Dataset entries:
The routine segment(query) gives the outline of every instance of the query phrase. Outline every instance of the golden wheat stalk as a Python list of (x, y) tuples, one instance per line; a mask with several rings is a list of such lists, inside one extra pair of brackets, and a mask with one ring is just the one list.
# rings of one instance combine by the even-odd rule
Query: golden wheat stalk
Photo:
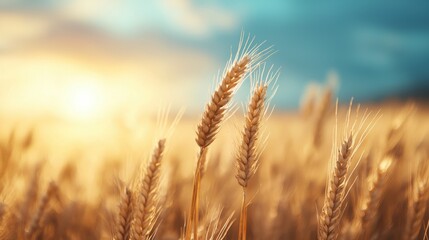
[(222, 209), (212, 210), (212, 216), (206, 226), (205, 240), (222, 240), (228, 234), (228, 230), (233, 224), (234, 212), (232, 212), (226, 219), (222, 219)]
[(238, 240), (245, 240), (247, 237), (247, 206), (246, 190), (243, 189), (240, 222), (238, 225)]
[(204, 174), (206, 173), (206, 165), (207, 165), (207, 149), (205, 148), (203, 150), (201, 156), (198, 156), (198, 159), (201, 159), (201, 164), (200, 164), (200, 177), (203, 178)]
[(195, 141), (200, 147), (200, 151), (193, 180), (191, 206), (185, 228), (186, 240), (190, 240), (192, 234), (194, 239), (198, 239), (199, 192), (205, 151), (215, 140), (222, 120), (229, 110), (230, 100), (242, 80), (252, 70), (252, 67), (256, 67), (259, 61), (272, 54), (270, 48), (260, 51), (261, 44), (252, 47), (254, 38), (248, 37), (244, 44), (243, 40), (242, 35), (237, 54), (234, 60), (228, 61), (223, 79), (213, 93), (211, 101), (207, 103), (201, 122), (197, 126)]
[(338, 236), (342, 205), (347, 185), (347, 171), (353, 153), (353, 136), (350, 134), (343, 141), (335, 161), (328, 193), (319, 219), (319, 240), (334, 240)]
[[(33, 172), (30, 175), (29, 181), (32, 183), (28, 186), (27, 191), (25, 193), (25, 200), (20, 209), (20, 220), (22, 224), (22, 232), (24, 232), (24, 228), (28, 224), (30, 210), (36, 204), (36, 200), (39, 197), (39, 187), (40, 187), (40, 176), (42, 173), (43, 164), (41, 162), (36, 163), (34, 166)], [(1, 171), (1, 170), (0, 170)]]
[(132, 224), (132, 238), (135, 240), (148, 239), (156, 219), (160, 167), (164, 149), (165, 139), (161, 139), (153, 151), (137, 192), (137, 203)]
[[(188, 217), (193, 223), (194, 236), (197, 236), (198, 228), (198, 200), (201, 181), (201, 169), (203, 168), (203, 157), (206, 148), (214, 141), (216, 133), (227, 111), (227, 104), (231, 100), (235, 87), (242, 80), (243, 75), (248, 71), (250, 57), (245, 55), (227, 72), (218, 89), (212, 95), (211, 101), (207, 104), (200, 124), (197, 127), (197, 138), (195, 139), (200, 152), (198, 154), (197, 168), (194, 176), (194, 188), (192, 192), (191, 214)], [(190, 238), (190, 222), (186, 225), (186, 236)]]
[(361, 210), (360, 224), (365, 239), (369, 239), (371, 229), (378, 213), (378, 206), (393, 163), (391, 157), (385, 157), (378, 165), (377, 172), (370, 181), (368, 196)]
[(429, 185), (426, 179), (419, 179), (408, 210), (403, 239), (414, 240), (420, 233), (423, 217), (429, 200)]
[[(343, 136), (345, 136), (339, 149), (333, 149), (331, 155), (333, 158), (330, 162), (330, 173), (328, 175), (327, 187), (325, 192), (325, 198), (323, 203), (322, 212), (318, 218), (318, 239), (319, 240), (335, 240), (338, 238), (340, 233), (340, 220), (344, 211), (344, 200), (347, 196), (348, 190), (346, 188), (349, 185), (348, 169), (350, 162), (353, 159), (356, 151), (362, 145), (364, 139), (368, 136), (369, 131), (374, 127), (374, 123), (378, 118), (378, 113), (372, 120), (367, 121), (371, 116), (371, 113), (364, 112), (362, 118), (358, 118), (360, 106), (356, 108), (356, 119), (350, 125), (351, 110), (353, 105), (353, 99), (350, 101), (348, 108), (345, 127)], [(338, 100), (336, 103), (336, 124), (335, 124), (335, 138), (334, 145), (337, 145), (337, 134), (338, 134)], [(360, 119), (360, 120), (359, 120)], [(347, 133), (348, 131), (348, 133)], [(360, 161), (360, 160), (359, 160)], [(359, 163), (358, 161), (358, 163)], [(353, 168), (350, 175), (356, 168)]]
[(235, 176), (243, 188), (247, 187), (248, 181), (255, 174), (258, 165), (256, 142), (261, 118), (265, 111), (266, 94), (267, 85), (256, 86), (247, 110), (242, 142), (236, 158), (237, 174)]
[(404, 129), (408, 119), (414, 112), (414, 105), (408, 105), (393, 120), (387, 133), (386, 155), (401, 161), (404, 154)]
[(45, 214), (46, 208), (48, 207), (48, 203), (54, 196), (55, 191), (57, 191), (57, 185), (54, 182), (50, 182), (45, 195), (43, 195), (42, 199), (39, 202), (39, 205), (37, 206), (36, 213), (31, 218), (30, 224), (25, 231), (26, 239), (31, 239), (37, 229), (40, 227), (40, 219)]
[(131, 235), (131, 221), (133, 214), (133, 198), (132, 191), (126, 187), (122, 193), (121, 202), (119, 204), (118, 222), (116, 224), (115, 240), (129, 240)]
[(319, 108), (317, 109), (313, 133), (313, 145), (315, 147), (319, 147), (322, 143), (324, 125), (331, 107), (332, 94), (332, 87), (326, 88), (325, 92), (323, 93), (322, 101), (319, 105)]
[(299, 108), (300, 116), (302, 116), (304, 119), (308, 119), (314, 114), (318, 90), (318, 86), (313, 84), (308, 85), (305, 89), (305, 94), (301, 99), (301, 105)]
[[(245, 116), (244, 129), (242, 131), (241, 144), (239, 145), (236, 156), (236, 179), (238, 184), (242, 187), (243, 197), (240, 212), (240, 222), (238, 239), (245, 240), (247, 237), (247, 186), (249, 180), (255, 174), (259, 166), (260, 151), (258, 151), (258, 142), (261, 135), (262, 120), (268, 109), (269, 101), (267, 100), (268, 85), (272, 81), (277, 81), (279, 71), (272, 72), (272, 67), (268, 70), (266, 78), (264, 79), (265, 64), (257, 71), (255, 79), (256, 82), (252, 87), (252, 96), (247, 107)], [(253, 82), (252, 82), (253, 83)], [(253, 85), (253, 84), (252, 84)], [(276, 89), (273, 92), (275, 94)]]
[(243, 75), (248, 71), (250, 56), (243, 56), (226, 73), (218, 89), (207, 104), (201, 122), (197, 127), (197, 142), (200, 148), (208, 147), (215, 139), (220, 123), (224, 118), (226, 105), (232, 98), (234, 88), (240, 83)]
[(260, 128), (261, 118), (265, 112), (265, 97), (267, 94), (267, 85), (257, 85), (250, 100), (246, 123), (242, 133), (242, 142), (236, 158), (238, 184), (243, 188), (243, 202), (241, 205), (240, 226), (238, 239), (246, 239), (247, 229), (247, 199), (246, 191), (249, 179), (255, 174), (259, 158), (256, 153), (256, 143)]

> AIM OF THE TASK:
The job here is to find each line above with the word "instance" and copy it.

> RESPONSE FOR THIS EXERCISE:
The routine segment(query) gives the outline of every instance of the query phrase. Outline every instance of the golden wheat stalk as a Python list of (x, y) tuples, one instance per line; a mask with several rings is a list of such lists, inside one extra pair of brackets, and a mask with one ring is just the one list.
# rings of one instance combine by the even-odd rule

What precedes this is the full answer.